▶ **YOUR GOAL**: The answer should consist of each line below that contains the word "stand".

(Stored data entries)
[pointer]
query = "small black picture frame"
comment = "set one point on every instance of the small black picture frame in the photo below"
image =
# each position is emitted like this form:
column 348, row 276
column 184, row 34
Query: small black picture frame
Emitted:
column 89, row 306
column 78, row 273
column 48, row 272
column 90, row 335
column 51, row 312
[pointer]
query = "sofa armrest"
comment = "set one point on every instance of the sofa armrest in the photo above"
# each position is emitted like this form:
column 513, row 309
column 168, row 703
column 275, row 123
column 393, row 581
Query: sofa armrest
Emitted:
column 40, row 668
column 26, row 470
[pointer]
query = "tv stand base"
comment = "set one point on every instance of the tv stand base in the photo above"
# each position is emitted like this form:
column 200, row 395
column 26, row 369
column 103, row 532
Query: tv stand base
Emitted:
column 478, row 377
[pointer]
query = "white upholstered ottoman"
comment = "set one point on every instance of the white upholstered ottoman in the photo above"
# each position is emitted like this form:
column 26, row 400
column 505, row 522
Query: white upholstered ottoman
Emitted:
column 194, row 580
* * *
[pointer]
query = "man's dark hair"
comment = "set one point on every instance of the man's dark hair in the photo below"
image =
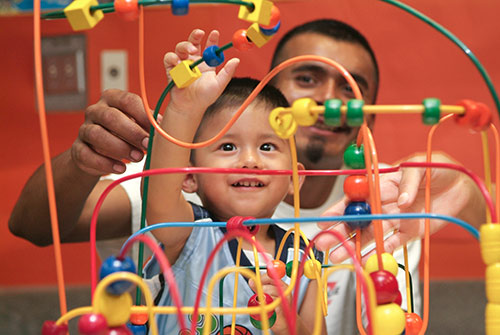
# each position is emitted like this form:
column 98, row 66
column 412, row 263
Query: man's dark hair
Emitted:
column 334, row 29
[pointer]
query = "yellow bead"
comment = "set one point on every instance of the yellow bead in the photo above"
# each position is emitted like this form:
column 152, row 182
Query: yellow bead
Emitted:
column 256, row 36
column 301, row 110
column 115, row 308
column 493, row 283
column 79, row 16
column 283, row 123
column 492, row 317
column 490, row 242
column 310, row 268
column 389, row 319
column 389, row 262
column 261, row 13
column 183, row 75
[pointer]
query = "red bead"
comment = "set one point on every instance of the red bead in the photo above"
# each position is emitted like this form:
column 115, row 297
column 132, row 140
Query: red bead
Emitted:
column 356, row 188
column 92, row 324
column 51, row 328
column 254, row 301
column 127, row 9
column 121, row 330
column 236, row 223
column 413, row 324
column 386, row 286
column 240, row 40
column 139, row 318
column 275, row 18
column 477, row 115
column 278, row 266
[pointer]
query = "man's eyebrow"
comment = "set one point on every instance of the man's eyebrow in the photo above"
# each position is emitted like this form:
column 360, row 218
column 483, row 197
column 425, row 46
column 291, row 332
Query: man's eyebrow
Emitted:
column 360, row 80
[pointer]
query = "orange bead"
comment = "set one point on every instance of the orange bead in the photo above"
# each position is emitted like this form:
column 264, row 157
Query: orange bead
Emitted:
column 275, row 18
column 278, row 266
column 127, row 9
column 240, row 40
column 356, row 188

▶ **RESPONSE FOR THIS EXERCISE**:
query = "tv stand base"
comment = "set one point on every instance of the tv stand base in the photo above"
Query: tv stand base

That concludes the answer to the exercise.